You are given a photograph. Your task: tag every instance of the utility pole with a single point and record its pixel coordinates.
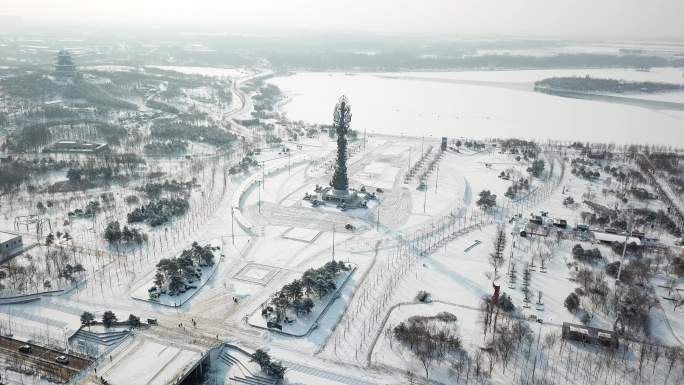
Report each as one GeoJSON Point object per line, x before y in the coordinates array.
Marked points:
{"type": "Point", "coordinates": [333, 242]}
{"type": "Point", "coordinates": [624, 248]}
{"type": "Point", "coordinates": [232, 224]}
{"type": "Point", "coordinates": [425, 196]}
{"type": "Point", "coordinates": [377, 225]}
{"type": "Point", "coordinates": [410, 159]}
{"type": "Point", "coordinates": [364, 139]}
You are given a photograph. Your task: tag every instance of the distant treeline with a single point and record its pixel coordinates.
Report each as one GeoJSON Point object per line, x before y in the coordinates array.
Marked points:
{"type": "Point", "coordinates": [589, 84]}
{"type": "Point", "coordinates": [393, 61]}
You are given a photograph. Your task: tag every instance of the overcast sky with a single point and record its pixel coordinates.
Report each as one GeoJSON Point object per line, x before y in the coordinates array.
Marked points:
{"type": "Point", "coordinates": [539, 18]}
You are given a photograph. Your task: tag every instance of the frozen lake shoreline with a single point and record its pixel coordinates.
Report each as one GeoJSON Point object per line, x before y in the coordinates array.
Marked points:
{"type": "Point", "coordinates": [482, 104]}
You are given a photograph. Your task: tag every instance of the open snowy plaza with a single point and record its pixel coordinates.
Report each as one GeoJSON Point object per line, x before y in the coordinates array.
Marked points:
{"type": "Point", "coordinates": [192, 208]}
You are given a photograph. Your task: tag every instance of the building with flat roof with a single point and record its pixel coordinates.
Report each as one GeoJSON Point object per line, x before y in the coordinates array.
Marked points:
{"type": "Point", "coordinates": [77, 147]}
{"type": "Point", "coordinates": [610, 238]}
{"type": "Point", "coordinates": [10, 245]}
{"type": "Point", "coordinates": [65, 68]}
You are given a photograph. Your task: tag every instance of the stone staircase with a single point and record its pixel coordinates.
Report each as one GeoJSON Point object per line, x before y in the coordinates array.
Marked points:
{"type": "Point", "coordinates": [253, 380]}
{"type": "Point", "coordinates": [247, 377]}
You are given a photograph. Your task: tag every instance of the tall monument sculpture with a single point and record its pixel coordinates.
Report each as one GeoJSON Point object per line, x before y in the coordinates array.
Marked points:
{"type": "Point", "coordinates": [341, 121]}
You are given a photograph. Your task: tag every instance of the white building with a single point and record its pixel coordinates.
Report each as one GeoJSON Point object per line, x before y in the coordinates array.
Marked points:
{"type": "Point", "coordinates": [10, 244]}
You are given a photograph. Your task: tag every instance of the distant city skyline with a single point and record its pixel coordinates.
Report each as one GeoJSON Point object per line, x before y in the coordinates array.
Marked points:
{"type": "Point", "coordinates": [619, 19]}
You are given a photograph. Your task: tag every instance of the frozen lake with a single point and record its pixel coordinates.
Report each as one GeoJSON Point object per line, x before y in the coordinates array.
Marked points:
{"type": "Point", "coordinates": [483, 104]}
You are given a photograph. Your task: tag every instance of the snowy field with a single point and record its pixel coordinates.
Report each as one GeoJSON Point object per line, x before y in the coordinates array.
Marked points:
{"type": "Point", "coordinates": [421, 104]}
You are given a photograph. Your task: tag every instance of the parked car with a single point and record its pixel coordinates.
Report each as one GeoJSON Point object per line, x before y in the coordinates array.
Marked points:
{"type": "Point", "coordinates": [64, 360]}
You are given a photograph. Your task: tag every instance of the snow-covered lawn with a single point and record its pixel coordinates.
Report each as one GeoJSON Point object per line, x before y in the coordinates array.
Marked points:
{"type": "Point", "coordinates": [304, 323]}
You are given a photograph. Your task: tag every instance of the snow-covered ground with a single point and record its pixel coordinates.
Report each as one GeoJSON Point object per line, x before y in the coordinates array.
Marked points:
{"type": "Point", "coordinates": [270, 235]}
{"type": "Point", "coordinates": [455, 104]}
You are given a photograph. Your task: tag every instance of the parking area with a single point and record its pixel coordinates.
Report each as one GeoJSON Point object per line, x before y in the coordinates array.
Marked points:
{"type": "Point", "coordinates": [56, 365]}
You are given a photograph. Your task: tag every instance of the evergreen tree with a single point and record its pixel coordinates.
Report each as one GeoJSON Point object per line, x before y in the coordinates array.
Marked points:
{"type": "Point", "coordinates": [341, 120]}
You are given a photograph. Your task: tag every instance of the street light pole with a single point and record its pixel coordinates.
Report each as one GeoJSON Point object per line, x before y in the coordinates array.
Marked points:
{"type": "Point", "coordinates": [333, 242]}
{"type": "Point", "coordinates": [624, 248]}
{"type": "Point", "coordinates": [232, 224]}
{"type": "Point", "coordinates": [377, 225]}
{"type": "Point", "coordinates": [425, 196]}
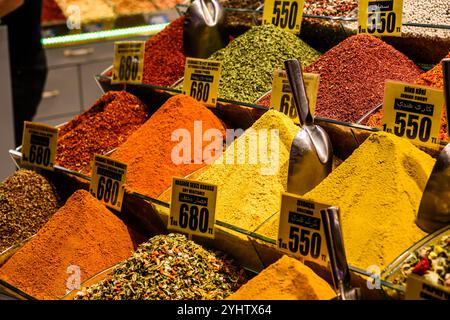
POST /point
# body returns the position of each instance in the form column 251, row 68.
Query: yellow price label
column 108, row 181
column 301, row 232
column 39, row 143
column 201, row 80
column 193, row 207
column 380, row 17
column 417, row 288
column 282, row 99
column 128, row 62
column 413, row 111
column 286, row 14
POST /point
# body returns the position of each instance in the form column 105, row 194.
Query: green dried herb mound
column 169, row 267
column 249, row 61
column 27, row 202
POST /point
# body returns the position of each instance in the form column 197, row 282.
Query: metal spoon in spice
column 336, row 252
column 311, row 155
column 434, row 210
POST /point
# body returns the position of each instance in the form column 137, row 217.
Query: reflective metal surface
column 204, row 29
column 311, row 157
column 434, row 210
column 338, row 259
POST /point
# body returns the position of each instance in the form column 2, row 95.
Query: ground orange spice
column 286, row 279
column 83, row 233
column 148, row 150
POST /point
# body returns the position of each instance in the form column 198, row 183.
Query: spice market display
column 63, row 234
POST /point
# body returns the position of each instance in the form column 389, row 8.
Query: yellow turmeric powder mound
column 286, row 279
column 252, row 172
column 378, row 189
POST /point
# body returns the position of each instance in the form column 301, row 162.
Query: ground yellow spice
column 249, row 185
column 286, row 279
column 378, row 189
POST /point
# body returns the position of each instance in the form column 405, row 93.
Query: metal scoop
column 204, row 29
column 434, row 210
column 311, row 157
column 336, row 252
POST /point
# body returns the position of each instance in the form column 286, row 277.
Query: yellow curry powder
column 286, row 279
column 249, row 180
column 378, row 189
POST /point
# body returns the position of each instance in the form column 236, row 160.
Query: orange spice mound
column 148, row 151
column 82, row 233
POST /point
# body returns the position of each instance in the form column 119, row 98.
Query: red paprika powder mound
column 352, row 76
column 164, row 58
column 100, row 129
column 83, row 233
column 433, row 78
column 148, row 151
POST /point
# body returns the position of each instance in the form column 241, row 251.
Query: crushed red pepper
column 353, row 74
column 103, row 127
column 432, row 78
column 164, row 58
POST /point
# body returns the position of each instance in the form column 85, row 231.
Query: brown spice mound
column 148, row 151
column 82, row 233
column 353, row 74
column 164, row 58
column 27, row 201
column 100, row 129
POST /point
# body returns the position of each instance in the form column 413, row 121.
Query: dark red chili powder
column 164, row 58
column 108, row 123
column 433, row 78
column 353, row 74
column 51, row 11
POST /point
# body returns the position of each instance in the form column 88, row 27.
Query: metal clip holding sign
column 336, row 251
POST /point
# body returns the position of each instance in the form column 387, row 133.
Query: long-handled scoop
column 434, row 210
column 336, row 252
column 311, row 156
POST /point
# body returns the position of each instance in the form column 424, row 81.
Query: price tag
column 380, row 17
column 128, row 62
column 201, row 80
column 300, row 231
column 193, row 207
column 286, row 15
column 412, row 111
column 417, row 288
column 108, row 181
column 282, row 99
column 39, row 145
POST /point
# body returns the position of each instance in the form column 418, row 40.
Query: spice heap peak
column 286, row 279
column 149, row 151
column 80, row 240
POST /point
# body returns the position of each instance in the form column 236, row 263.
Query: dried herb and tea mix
column 169, row 267
column 27, row 202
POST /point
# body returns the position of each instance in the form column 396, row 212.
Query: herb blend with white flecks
column 249, row 61
column 169, row 267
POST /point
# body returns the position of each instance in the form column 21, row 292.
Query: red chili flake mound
column 108, row 123
column 433, row 78
column 164, row 58
column 353, row 75
column 51, row 11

------

What is required: Show every line of the records that contains the word "mound", copying each line in full.

Exercise response:
Query: green dried herb mound
Query: yellow turmeric powder mound
Query: orange spice mound
Query: red paprika powder mound
Query: brown spice mound
Query: red chili flake mound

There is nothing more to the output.